- _What the task asks_:
Rewrite the rows from the line holding "Would you point out the car hood" through the line holding "(1083, 587)", inclusive, replacing "bicycle" with "bike" and leaving all else unchanged.

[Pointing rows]

--------------------------------------------------

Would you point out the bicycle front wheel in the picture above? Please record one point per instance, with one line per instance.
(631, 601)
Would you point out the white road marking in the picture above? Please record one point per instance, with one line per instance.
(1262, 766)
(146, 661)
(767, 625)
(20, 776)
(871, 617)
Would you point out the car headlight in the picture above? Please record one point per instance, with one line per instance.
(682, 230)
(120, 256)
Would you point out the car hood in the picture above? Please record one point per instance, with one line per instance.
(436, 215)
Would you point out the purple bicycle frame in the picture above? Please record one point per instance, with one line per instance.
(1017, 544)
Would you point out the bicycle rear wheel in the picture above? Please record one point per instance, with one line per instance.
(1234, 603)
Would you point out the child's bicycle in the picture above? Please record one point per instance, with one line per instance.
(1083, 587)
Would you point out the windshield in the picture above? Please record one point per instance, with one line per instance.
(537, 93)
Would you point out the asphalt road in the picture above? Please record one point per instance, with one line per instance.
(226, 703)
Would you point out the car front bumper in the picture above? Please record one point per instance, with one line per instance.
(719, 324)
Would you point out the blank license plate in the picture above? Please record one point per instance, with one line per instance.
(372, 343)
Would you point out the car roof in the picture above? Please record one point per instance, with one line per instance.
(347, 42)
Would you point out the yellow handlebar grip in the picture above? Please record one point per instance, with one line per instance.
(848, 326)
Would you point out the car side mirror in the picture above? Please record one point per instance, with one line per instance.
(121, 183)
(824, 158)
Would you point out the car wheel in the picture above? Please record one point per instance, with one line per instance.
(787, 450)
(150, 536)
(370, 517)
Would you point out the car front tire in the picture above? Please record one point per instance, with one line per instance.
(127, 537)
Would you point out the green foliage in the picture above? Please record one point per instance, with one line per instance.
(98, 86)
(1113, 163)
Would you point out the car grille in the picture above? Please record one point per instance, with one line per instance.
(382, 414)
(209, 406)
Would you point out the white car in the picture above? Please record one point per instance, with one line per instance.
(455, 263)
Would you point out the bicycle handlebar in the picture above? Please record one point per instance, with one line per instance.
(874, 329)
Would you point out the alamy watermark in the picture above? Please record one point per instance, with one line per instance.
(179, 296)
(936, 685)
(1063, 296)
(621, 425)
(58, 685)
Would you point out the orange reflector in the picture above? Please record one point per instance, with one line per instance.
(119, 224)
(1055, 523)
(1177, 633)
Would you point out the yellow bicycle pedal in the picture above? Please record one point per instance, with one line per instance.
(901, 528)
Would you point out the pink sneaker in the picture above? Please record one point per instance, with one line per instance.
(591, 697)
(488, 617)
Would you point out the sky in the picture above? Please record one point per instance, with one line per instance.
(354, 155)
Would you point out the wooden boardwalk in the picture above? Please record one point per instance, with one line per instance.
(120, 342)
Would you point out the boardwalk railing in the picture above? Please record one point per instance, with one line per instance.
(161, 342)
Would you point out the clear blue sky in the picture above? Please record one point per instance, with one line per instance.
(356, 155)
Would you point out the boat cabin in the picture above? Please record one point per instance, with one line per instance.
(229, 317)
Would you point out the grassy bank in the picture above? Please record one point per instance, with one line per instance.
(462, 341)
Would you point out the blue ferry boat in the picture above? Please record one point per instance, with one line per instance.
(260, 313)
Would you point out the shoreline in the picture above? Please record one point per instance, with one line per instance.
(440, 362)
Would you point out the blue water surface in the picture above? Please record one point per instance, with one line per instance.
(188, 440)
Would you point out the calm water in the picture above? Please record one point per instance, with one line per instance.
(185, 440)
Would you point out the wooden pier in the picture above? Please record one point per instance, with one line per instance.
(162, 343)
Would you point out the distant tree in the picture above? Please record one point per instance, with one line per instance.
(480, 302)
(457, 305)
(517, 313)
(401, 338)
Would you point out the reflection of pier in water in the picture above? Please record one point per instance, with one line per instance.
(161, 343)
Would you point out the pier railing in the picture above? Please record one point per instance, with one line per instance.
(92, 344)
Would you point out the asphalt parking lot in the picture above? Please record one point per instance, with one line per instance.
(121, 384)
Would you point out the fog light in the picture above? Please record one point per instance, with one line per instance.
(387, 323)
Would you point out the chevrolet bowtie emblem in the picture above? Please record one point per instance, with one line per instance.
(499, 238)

--------------------------------------------------

- _Expected answer_:
Would you point out the car hood in the picture above? Please record one point per instance, with one line per instance.
(436, 215)
Would you point out the purple bike frame in the picture above? Please record one point per instance, with one line per instance.
(1017, 544)
Would you point out the bike rear wheel in the picture above? Please record one point per instance, with one line per instance.
(1234, 603)
Would you point out the child's bike in the picture above? Please record one point per instance, with one line per instance.
(1083, 587)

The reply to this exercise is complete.